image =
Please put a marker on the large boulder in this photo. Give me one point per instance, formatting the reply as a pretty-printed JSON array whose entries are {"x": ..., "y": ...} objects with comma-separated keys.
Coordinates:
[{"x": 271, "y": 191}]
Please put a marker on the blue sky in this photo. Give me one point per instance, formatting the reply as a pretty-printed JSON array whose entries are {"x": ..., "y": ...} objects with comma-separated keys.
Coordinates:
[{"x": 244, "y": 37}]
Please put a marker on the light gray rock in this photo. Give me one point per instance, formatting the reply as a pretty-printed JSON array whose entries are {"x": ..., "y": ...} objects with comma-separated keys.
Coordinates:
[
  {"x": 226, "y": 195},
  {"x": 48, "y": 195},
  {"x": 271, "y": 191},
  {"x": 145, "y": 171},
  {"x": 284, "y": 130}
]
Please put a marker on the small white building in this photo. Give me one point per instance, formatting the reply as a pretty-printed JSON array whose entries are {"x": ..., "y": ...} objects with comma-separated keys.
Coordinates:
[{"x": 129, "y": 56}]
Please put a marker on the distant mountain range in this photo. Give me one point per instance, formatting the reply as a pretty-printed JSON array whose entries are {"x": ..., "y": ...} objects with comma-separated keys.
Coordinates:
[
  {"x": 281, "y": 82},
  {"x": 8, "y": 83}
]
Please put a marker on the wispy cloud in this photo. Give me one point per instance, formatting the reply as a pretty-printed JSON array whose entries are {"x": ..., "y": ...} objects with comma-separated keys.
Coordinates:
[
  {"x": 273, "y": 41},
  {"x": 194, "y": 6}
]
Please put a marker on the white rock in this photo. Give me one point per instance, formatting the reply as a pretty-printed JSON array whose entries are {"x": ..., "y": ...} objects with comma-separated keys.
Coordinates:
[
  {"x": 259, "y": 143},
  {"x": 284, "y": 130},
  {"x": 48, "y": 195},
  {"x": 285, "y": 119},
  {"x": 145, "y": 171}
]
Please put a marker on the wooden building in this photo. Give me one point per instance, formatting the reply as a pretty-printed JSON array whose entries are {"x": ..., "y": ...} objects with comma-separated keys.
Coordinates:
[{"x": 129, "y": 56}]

============

## Task to complete
Convert the records, beginning at the line that contains "Please put a marker on the wooden" and continuing through the end of the records, into a two-column CSV with the header label_text,points. Write one row per record, enclose each field in double quotes, and replace any line breaks with spaces.

## Solution to this exercise
label_text,points
"Please put a marker on the wooden building in this photo. Give me one point per instance, formatting the reply as a pretty-printed JSON array whose entries are {""x"": ..., ""y"": ...} objects with comma-separated keys. Coordinates:","[{""x"": 129, ""y"": 56}]"